### WORK TO BE COMPLETED
What is needed here is an exact printout of the data, with no pictures included.

Image-grounded pointing data:
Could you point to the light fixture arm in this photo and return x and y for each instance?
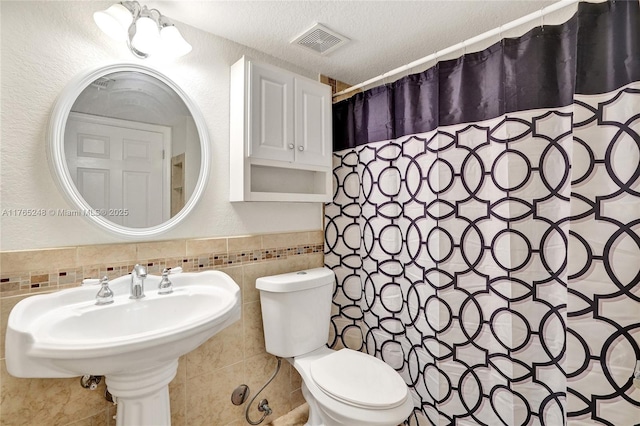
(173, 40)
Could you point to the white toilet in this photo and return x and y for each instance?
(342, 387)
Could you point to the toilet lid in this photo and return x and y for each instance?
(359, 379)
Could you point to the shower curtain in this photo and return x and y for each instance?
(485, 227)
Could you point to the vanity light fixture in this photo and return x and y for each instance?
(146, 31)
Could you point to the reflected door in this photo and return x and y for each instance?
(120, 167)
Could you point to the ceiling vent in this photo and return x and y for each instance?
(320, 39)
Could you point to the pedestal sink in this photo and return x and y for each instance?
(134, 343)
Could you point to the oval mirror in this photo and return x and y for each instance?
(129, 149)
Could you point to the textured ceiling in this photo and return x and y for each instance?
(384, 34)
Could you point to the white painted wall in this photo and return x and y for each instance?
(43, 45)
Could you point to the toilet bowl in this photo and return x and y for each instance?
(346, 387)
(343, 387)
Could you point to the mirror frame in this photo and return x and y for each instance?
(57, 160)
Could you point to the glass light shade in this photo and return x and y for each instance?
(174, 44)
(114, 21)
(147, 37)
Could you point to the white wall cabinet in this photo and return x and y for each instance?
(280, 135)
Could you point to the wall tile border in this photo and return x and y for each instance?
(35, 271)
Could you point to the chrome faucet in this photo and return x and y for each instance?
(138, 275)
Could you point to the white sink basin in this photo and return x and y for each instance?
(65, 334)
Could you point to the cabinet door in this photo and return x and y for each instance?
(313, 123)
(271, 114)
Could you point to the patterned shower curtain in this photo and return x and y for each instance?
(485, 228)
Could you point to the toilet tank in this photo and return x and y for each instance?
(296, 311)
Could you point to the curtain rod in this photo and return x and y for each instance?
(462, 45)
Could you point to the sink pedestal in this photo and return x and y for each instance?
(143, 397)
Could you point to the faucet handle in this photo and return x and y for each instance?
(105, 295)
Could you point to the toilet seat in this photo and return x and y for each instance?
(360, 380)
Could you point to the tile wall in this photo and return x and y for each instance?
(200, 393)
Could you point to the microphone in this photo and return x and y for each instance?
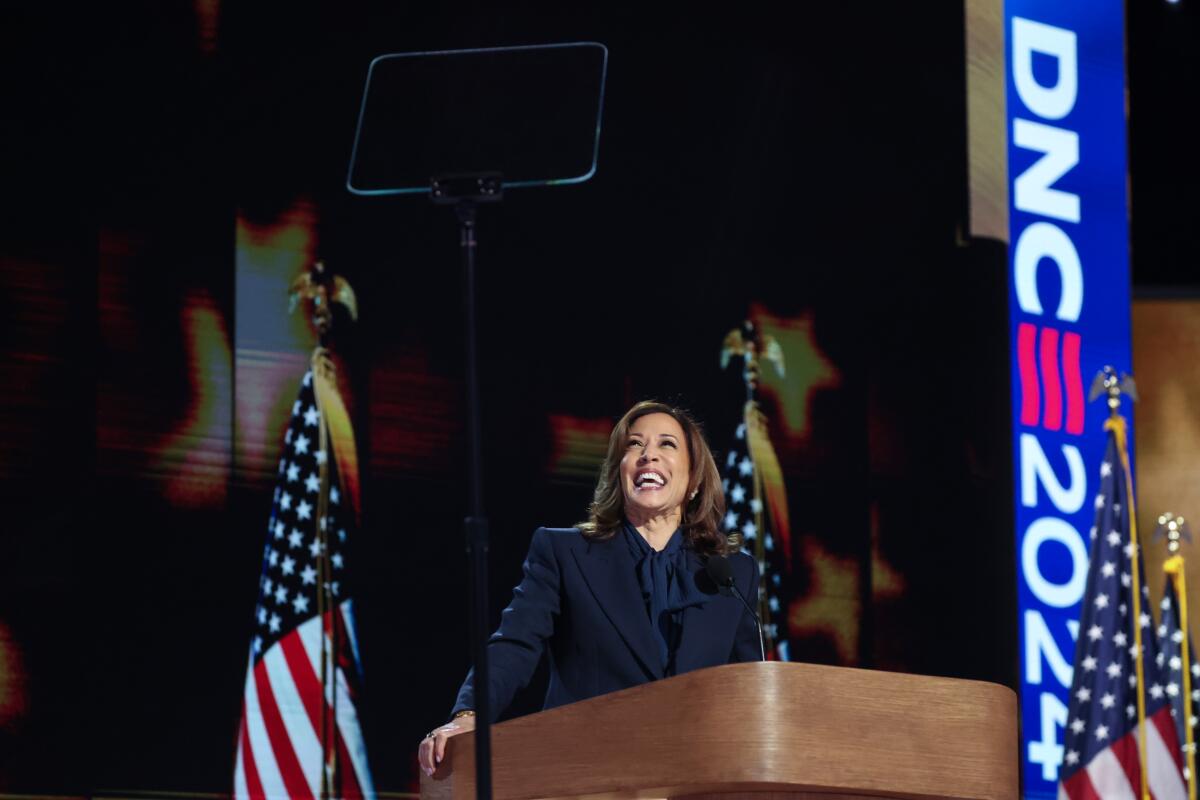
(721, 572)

### SOLUTION
Could you point to the light fixture arm in this photo and return x and y for each instance?
(173, 40)
Could you point to the white toilet in this photo and return x and y for each instance?
(342, 387)
Could you point to the toilet lid in this photo and return x and y for each instance?
(359, 379)
Could you point to the shower curtain in this photo and return x and y for each instance?
(485, 227)
Could you point to the vanity light fixture in this photo and return x and y for each instance?
(146, 31)
Could you point to the reflected door in this photo and return x and y for each instance?
(120, 167)
Could you point to the ceiling vent in this photo and return x and y for each instance?
(320, 39)
Could you point to the pedestal sink in this photo and return x and y for each instance?
(134, 343)
Could you point to the oval mirror in this photo and return x and y for each instance?
(129, 149)
Could you point to the textured ceiling in this photo and return x and y for each instance?
(384, 34)
Could you point to the white painted wall in this photo and return x and y for each instance?
(43, 45)
Could you point to the toilet bowl in this photo and return x and y for each instance?
(346, 387)
(343, 387)
Could you point to the mirror frame in this photo and return x and y for each instance?
(57, 160)
Could you point to the glass light shade in this photo and return x and y for each instance?
(174, 44)
(114, 21)
(147, 37)
Could you point to the white wall cabinet in this photo and return x and y for each instance?
(280, 135)
Could you point to the wall tile border in this photo and return x and y for each instance?
(35, 271)
Could you point to the chrome faucet in this photo and return x and y for each instance?
(138, 275)
Could you point to the white sink basin in this photo and return x and y for each instance?
(65, 334)
Could you point to the cabinet door in this photo and return x and y for each instance?
(313, 123)
(271, 114)
Could you point to the patterned shower curtain in this photo and return x and y for each instance?
(485, 228)
Could you point to the toilet tank in this photo and return x and y for each instance?
(296, 311)
Could you point to the curtain rod in this photo and return x and y for each instance?
(462, 45)
Could you point to the sink pedestal in this photo and return x and y for each instance?
(143, 397)
Could you point to the faucet handle in this photo and return x and y for each instance?
(105, 295)
Could you point to the toilet seat in this photo and return x and y for each instance?
(360, 380)
Could you point to the tile wall in this photo and return x and y for each instance?
(200, 393)
Could you point to the microphone in this photo and return x and y for each instance?
(721, 572)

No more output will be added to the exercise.